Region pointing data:
------------------------------------------------
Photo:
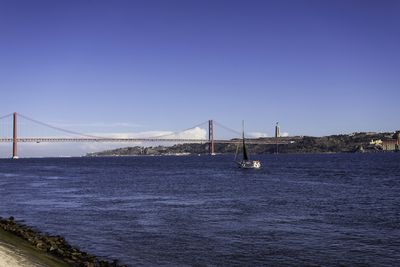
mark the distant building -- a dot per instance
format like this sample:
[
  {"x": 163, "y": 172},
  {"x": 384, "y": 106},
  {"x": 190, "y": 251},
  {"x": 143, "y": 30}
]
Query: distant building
[
  {"x": 376, "y": 142},
  {"x": 392, "y": 144}
]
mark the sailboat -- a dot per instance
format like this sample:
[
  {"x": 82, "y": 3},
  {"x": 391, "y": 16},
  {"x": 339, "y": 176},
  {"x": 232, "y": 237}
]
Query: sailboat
[{"x": 246, "y": 163}]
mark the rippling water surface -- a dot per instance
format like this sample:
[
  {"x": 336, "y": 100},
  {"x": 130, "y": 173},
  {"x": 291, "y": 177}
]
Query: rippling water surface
[{"x": 179, "y": 211}]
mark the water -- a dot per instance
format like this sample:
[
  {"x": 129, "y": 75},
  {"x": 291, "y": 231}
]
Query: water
[{"x": 179, "y": 211}]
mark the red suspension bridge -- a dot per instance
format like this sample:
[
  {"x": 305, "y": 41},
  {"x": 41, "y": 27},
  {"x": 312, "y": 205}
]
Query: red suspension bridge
[{"x": 170, "y": 138}]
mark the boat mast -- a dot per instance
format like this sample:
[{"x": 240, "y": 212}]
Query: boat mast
[{"x": 245, "y": 155}]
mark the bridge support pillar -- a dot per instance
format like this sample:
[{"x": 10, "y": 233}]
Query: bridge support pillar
[
  {"x": 15, "y": 156},
  {"x": 211, "y": 137}
]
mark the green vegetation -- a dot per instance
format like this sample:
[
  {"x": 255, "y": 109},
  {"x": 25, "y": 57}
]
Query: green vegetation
[
  {"x": 357, "y": 142},
  {"x": 30, "y": 251}
]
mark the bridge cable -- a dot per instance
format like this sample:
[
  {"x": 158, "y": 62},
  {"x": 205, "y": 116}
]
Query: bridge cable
[
  {"x": 58, "y": 128},
  {"x": 182, "y": 131},
  {"x": 5, "y": 116}
]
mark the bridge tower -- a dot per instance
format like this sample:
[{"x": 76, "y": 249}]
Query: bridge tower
[
  {"x": 15, "y": 156},
  {"x": 211, "y": 137}
]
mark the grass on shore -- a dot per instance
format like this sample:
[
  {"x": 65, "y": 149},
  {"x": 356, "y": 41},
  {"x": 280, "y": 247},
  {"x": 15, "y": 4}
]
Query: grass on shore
[{"x": 30, "y": 251}]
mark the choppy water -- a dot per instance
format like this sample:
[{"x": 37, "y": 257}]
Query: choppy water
[{"x": 178, "y": 211}]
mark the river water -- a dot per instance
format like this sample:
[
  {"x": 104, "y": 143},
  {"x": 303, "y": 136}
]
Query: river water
[{"x": 338, "y": 209}]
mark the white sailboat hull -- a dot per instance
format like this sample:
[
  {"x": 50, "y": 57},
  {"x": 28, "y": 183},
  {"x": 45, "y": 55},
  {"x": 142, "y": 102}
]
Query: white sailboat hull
[{"x": 249, "y": 164}]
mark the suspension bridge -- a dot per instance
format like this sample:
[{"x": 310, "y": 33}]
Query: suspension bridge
[{"x": 169, "y": 138}]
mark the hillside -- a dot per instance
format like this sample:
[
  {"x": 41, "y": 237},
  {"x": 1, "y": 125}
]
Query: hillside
[{"x": 357, "y": 142}]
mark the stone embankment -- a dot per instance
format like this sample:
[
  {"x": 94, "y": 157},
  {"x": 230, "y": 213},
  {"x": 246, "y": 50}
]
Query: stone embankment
[{"x": 54, "y": 245}]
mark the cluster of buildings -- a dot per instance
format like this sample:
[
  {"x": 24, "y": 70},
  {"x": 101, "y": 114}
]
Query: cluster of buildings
[{"x": 389, "y": 144}]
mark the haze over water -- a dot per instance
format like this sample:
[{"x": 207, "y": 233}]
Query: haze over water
[{"x": 298, "y": 210}]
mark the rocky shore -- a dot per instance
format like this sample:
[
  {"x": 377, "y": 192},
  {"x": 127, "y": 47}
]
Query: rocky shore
[{"x": 54, "y": 245}]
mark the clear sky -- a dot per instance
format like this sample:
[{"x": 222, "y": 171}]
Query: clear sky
[{"x": 317, "y": 67}]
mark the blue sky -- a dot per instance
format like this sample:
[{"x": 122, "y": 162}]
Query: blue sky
[{"x": 317, "y": 67}]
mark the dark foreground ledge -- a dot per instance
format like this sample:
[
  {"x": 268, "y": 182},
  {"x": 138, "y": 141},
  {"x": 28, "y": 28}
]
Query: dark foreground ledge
[{"x": 54, "y": 245}]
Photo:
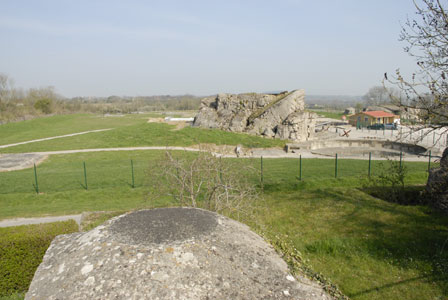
------------------------------------------------
WORK REQUEST. Each line above has to be returned exactly. Drop the pictures.

ANSWER SPACE.
Photo:
mark the distant building -- a dot per instance
format like this sample:
[
  {"x": 163, "y": 172},
  {"x": 384, "y": 106},
  {"x": 190, "y": 251},
  {"x": 143, "y": 30}
]
Query: distant building
[
  {"x": 376, "y": 142},
  {"x": 392, "y": 144}
]
mark the sailboat -- a dot per instance
format like this sample:
[
  {"x": 82, "y": 3},
  {"x": 391, "y": 16},
  {"x": 339, "y": 176},
  {"x": 232, "y": 237}
]
Query: sailboat
[{"x": 246, "y": 163}]
mark the rippling water surface -- a dot per instance
format like this sample:
[
  {"x": 336, "y": 100},
  {"x": 130, "y": 173},
  {"x": 291, "y": 177}
]
Query: rippling water surface
[{"x": 179, "y": 211}]
mark the water -- a dot per instance
format like this sample:
[
  {"x": 129, "y": 75},
  {"x": 291, "y": 231}
]
Query: water
[{"x": 179, "y": 211}]
mark the red suspension bridge -- a dot per instance
format like this sample:
[
  {"x": 305, "y": 41},
  {"x": 41, "y": 27},
  {"x": 312, "y": 205}
]
Query: red suspension bridge
[{"x": 170, "y": 138}]
mark the boat mast -- a dot per instance
format like this sample:
[{"x": 240, "y": 212}]
Query: boat mast
[{"x": 245, "y": 155}]
mark the bridge support pillar -- a dot per instance
format like this sample:
[{"x": 10, "y": 233}]
Query: bridge support pillar
[
  {"x": 15, "y": 156},
  {"x": 211, "y": 137}
]
mark the green vegetation -- a dot per instance
format like this sample:
[
  {"x": 255, "y": 109},
  {"x": 25, "y": 57}
]
Query: green vegetation
[
  {"x": 357, "y": 142},
  {"x": 30, "y": 251}
]
mark the bridge cable -- a dot per instance
format like this sample:
[
  {"x": 158, "y": 62},
  {"x": 205, "y": 116}
]
Query: bridge cable
[
  {"x": 58, "y": 128},
  {"x": 182, "y": 131},
  {"x": 5, "y": 116}
]
mark the bridge tower -- a dot per instance
format like this sample:
[{"x": 76, "y": 249}]
Query: bridge tower
[
  {"x": 15, "y": 156},
  {"x": 211, "y": 137}
]
mark the grass on shore -- a dot per instance
format like this sample:
[
  {"x": 65, "y": 149},
  {"x": 356, "y": 41},
  {"x": 280, "y": 247},
  {"x": 15, "y": 4}
]
Query: grass on shore
[{"x": 30, "y": 251}]
mark the choppy water -- a dot per instance
format like this sample:
[{"x": 37, "y": 257}]
Query: choppy water
[{"x": 178, "y": 211}]
mark the river water -- a dot per instance
format like this sample:
[
  {"x": 104, "y": 143},
  {"x": 303, "y": 136}
]
Query: river water
[{"x": 338, "y": 209}]
mark the white sailboat hull -- a dot per instance
format like this sample:
[
  {"x": 50, "y": 57},
  {"x": 28, "y": 183},
  {"x": 45, "y": 55},
  {"x": 142, "y": 102}
]
Query: white sailboat hull
[{"x": 249, "y": 164}]
mark the suspension bridge -- a dot per instance
format like this sample:
[{"x": 310, "y": 33}]
Query: suspension bridge
[{"x": 169, "y": 138}]
mark the hillside -- a dot per instance
format like this sample:
[
  {"x": 41, "y": 237},
  {"x": 1, "y": 125}
]
Query: hillside
[{"x": 357, "y": 142}]
mark the stone embankment -- a dot per instance
format like this sample:
[
  {"x": 94, "y": 157},
  {"x": 230, "y": 213},
  {"x": 246, "y": 50}
]
Query: stone embankment
[{"x": 54, "y": 245}]
mark the cluster of buildings -- a dot per instance
format like this sample:
[
  {"x": 24, "y": 70},
  {"x": 101, "y": 114}
]
Query: cluster of buildings
[{"x": 389, "y": 144}]
mark the haze over water -- a dot per instance
format like this sample:
[{"x": 207, "y": 233}]
Query: haze over water
[{"x": 298, "y": 210}]
mark the rocky shore -- a dot per instance
format like this sample:
[
  {"x": 377, "y": 192},
  {"x": 127, "y": 47}
]
Query: rocky shore
[{"x": 54, "y": 245}]
mark the clear sky -- a dot per instance
format like this sample:
[{"x": 222, "y": 171}]
Query: clear sky
[{"x": 317, "y": 67}]
mark the blue sky -- a dot per instance
format like this sample:
[{"x": 122, "y": 162}]
Query: blue sky
[{"x": 317, "y": 67}]
mark the dark foreground ledge -- a dot per instance
format like this sample:
[
  {"x": 268, "y": 182},
  {"x": 138, "y": 141},
  {"x": 28, "y": 28}
]
Query: dark foreground ledge
[{"x": 54, "y": 245}]
Photo:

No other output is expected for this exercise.